Many e-commerce stocks have struggled this year, especially in China, where stringent Covid-19 lockdowns have hampered growth. Despite the continued global growth slowdown, Bilibili and Pinduoduo’s results are bucking the trend with a beat on their top and bottom lines.
- Pinduoduo experienced strong sales in its core business, and Bilibili has increased its DAUs by 25%
- Sales growth is expected to be strong for both companies in 2023
- Both companies are among the top 10 holdings of the Invesco China Technology ETF
Chinese ecommerce companies Pinduoduo [PDD] and Bilibili [BILI] impressed investors with their third quarter earnings this week. Pinduoduo grew revenue to 35.5bn Chinese yuan, up 65% year-over-year and 14% above the consensus among analysts according to the Financial Times. Alongside that, operating profit was up 388%.
Lei Chen, chairman and CEO of Pinduoduo, confirmed an increase in R&D and enhancement of supply chain efficiencies, as the firm focuses on creating long-term value through innovations.
Similar positivity can be drawn from Bilibili’s report, with sales rising 11% year-over-year to $814.5m, and average daily active users (DAUs) up 25% over the same period to 90.3 million. Although the company is making a loss, Bilibili is rationalising headcount planning and cutting sales and marketing expenses in order to contain costs and reach profitability.
Pinduoduo’s share price has gained 34.5% year-to-date, and 5.9% in the day after announcing its recent earnings. In contrast, Bilibili is down 66.8% year-to-date, but shot up 22.3% on 29 November, the day it released earnings this week.
Advertising spend is key
The headline figures look great for both companies, but under the hood it’s evident that the global slowdown in growth and consumer spending is hurting these businesses. For Pinduoduo, revenue from merchandise sales was down 31% year-on-year to 56.4m yuan. Thankfully the revenue shortfall in its merchandise segment was mitigated by a rise of 58% in online marketing services, where it obtains ￥28.4bn of its revenue. Transaction services gained 102% year-over-year to ￥7bn, further helping Pinduoduo’s top line.
Pinduoduo is China’s largest online agriculture platform with over 16 million farmers on board. It also has the highest DAU ratio of all China ecommerce platforms. Increased investments into agricultural supply chains and technology will be a key growth driver for the business in the future.
For Bilibili, net losses narrowed by 36% compared to Q3 2021. The company has been able to improve the attraction of its video platform, with daily time spent on it rising to a new record high of 96 minutes. The growth in time spent on its platform means more revenue for the company as it will target more ads to each user. Mobile and online ad spend is being cut by many companies, as we have seen with Snap and Meta’s recent earnings.

# [PROMPT 1]
In the article on Pinduoduo and Bilibili's earnings, rewrite the passage from "Lei Chen, chairman" to "and reach profitability.", swapping "R&D" for "research and development".
# [PROMPT 2]
Write the next part of the article on Pinduoduo and Bilibili's earnings, picking up after its final sentence.

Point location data
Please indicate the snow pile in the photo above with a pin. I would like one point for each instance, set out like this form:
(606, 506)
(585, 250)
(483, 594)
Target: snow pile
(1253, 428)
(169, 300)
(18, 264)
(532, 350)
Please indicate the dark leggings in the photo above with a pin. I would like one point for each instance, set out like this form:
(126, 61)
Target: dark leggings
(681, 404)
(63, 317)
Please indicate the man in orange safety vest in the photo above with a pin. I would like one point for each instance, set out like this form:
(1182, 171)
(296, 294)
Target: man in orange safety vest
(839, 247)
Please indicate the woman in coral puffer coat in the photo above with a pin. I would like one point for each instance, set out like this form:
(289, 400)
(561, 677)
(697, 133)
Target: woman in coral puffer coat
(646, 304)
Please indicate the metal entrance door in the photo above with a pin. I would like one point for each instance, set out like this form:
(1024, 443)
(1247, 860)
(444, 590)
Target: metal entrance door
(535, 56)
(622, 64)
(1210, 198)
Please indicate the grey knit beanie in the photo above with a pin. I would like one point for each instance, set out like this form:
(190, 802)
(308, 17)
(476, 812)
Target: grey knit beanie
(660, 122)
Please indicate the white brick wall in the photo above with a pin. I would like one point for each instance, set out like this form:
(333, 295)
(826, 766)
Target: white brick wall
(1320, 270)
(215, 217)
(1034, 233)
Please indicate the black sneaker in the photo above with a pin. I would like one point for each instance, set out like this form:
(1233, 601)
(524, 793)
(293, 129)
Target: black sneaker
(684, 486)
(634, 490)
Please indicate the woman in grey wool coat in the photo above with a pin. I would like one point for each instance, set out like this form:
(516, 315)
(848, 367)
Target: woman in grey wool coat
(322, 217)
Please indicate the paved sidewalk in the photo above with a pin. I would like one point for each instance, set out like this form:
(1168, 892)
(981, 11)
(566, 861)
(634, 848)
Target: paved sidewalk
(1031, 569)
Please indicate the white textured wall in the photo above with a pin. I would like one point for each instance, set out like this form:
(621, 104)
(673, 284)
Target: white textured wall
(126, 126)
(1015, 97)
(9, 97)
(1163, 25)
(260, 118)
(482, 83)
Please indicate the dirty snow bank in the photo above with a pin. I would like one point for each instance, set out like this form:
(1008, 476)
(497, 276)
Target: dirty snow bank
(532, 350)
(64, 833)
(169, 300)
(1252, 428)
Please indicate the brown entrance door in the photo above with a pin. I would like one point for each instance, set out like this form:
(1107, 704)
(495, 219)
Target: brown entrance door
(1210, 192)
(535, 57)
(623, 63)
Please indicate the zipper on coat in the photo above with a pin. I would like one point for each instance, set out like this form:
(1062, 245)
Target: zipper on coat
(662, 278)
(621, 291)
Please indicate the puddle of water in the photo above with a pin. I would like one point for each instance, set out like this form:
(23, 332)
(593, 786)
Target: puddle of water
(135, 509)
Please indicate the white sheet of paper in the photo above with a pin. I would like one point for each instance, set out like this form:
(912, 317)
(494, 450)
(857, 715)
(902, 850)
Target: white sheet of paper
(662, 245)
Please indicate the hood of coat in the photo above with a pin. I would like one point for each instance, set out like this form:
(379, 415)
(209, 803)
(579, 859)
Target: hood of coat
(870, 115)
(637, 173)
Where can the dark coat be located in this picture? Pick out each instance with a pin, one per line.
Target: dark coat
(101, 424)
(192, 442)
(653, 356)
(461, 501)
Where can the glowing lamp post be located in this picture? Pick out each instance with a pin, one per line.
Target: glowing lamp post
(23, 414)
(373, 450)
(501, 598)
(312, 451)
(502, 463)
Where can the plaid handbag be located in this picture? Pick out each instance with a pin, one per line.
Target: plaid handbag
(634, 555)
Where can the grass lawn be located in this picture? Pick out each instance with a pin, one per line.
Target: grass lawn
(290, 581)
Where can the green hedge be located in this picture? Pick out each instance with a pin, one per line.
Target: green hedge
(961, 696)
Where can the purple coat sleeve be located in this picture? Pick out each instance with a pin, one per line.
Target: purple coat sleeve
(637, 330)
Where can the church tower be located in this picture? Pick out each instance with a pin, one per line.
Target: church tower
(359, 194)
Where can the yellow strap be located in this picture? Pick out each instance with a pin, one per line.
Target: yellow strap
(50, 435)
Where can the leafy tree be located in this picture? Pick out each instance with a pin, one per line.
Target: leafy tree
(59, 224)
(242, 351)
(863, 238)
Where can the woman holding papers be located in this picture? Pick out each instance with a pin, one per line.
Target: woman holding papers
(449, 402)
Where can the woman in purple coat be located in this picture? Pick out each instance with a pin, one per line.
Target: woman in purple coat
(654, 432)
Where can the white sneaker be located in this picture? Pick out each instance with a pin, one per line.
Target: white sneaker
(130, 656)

...

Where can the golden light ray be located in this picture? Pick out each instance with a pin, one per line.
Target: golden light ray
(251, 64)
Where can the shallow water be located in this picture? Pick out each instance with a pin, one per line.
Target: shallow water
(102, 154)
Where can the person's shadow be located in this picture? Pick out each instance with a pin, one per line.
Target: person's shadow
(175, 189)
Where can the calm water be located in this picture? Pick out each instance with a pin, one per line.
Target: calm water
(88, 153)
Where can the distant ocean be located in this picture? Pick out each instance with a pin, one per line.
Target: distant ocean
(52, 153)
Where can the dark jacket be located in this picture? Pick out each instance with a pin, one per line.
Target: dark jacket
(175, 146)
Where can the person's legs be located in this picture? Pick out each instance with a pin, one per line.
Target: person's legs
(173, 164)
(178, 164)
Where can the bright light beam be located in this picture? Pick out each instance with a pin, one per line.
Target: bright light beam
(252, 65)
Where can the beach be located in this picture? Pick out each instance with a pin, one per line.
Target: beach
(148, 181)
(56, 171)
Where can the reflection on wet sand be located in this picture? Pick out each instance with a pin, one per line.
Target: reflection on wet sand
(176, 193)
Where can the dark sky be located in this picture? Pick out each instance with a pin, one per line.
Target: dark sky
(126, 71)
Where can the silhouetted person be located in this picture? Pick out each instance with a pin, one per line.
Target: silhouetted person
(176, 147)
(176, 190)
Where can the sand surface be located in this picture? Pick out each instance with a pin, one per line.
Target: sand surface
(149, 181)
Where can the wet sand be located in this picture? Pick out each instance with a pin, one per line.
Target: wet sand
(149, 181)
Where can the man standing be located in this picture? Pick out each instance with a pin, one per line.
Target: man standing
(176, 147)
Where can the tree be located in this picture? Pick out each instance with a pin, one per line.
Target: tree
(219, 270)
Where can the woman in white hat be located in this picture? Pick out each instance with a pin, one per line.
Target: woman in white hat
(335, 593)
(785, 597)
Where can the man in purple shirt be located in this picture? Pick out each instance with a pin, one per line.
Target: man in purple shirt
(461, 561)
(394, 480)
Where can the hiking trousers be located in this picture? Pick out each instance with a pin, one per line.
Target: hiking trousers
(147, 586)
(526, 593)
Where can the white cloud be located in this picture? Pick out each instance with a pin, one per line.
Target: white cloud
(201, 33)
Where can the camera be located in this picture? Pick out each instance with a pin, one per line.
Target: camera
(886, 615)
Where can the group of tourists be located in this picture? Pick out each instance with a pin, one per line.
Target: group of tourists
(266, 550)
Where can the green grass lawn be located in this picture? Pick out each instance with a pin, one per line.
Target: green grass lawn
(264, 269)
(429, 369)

# [OUTPUT 1]
Lei Chen, chairman and CEO of Pinduoduo, confirmed an increase in research and development and enhancement of supply chain efficiencies, as the firm focuses on creating long-term value through innovations.
Similar positivity can be drawn from Bilibili’s report, with sales rising 11% year-over-year to $814.5m, and average daily active users (DAUs) up 25% over the same period to 90.3 million. Although the company is making a loss, Bilibili is rationalising headcount planning and cutting sales and marketing expenses in order to contain costs and reach profitability.

# [OUTPUT 2]
Looking ahead at sales and profit
According to the Financial Times, the consensus among 17 analysts is that Pinduoduo will reach full-year revenue of 129bn yuan, up 37.3% year-over-year from 94bn yuan in 2021. Following this week’s earnings statement, Goldman Sachs analysts raised the 12-month price target for Pinduoduo stock from $95 to $107.
For Bilibili, analysts expect revenue to come in at 21.94bn yuan, up 13.2% year-over-year. The median price target for the company’s stock among 33 analysts polled by the Financial Times was $23.99, a 55.8% upside over its recent closing price of $15.40.
According to research by Ethan Cramer-Flood of Insider Intelligence, 20.8% of total global purchases will be made online in 2023, with retail sales reaching $6.5trn. By 2025, he expects online sales to account for 23% of total global purchases.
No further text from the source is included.